--- Record excerpts ---

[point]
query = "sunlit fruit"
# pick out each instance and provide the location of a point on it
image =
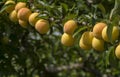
(70, 26)
(10, 5)
(83, 46)
(13, 16)
(33, 18)
(114, 35)
(20, 5)
(117, 51)
(87, 38)
(98, 44)
(22, 23)
(97, 30)
(42, 26)
(67, 39)
(23, 14)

--- Direction ---
Retype the listing above line for line, matching every character, and leave the picture out.

--- Exercise answer ---
[point]
query = "sunlit fruit"
# pick out each instance and provide the location of a point on it
image =
(70, 26)
(10, 5)
(83, 46)
(13, 16)
(33, 18)
(114, 35)
(20, 5)
(117, 51)
(87, 38)
(98, 44)
(22, 23)
(97, 30)
(42, 26)
(67, 39)
(23, 14)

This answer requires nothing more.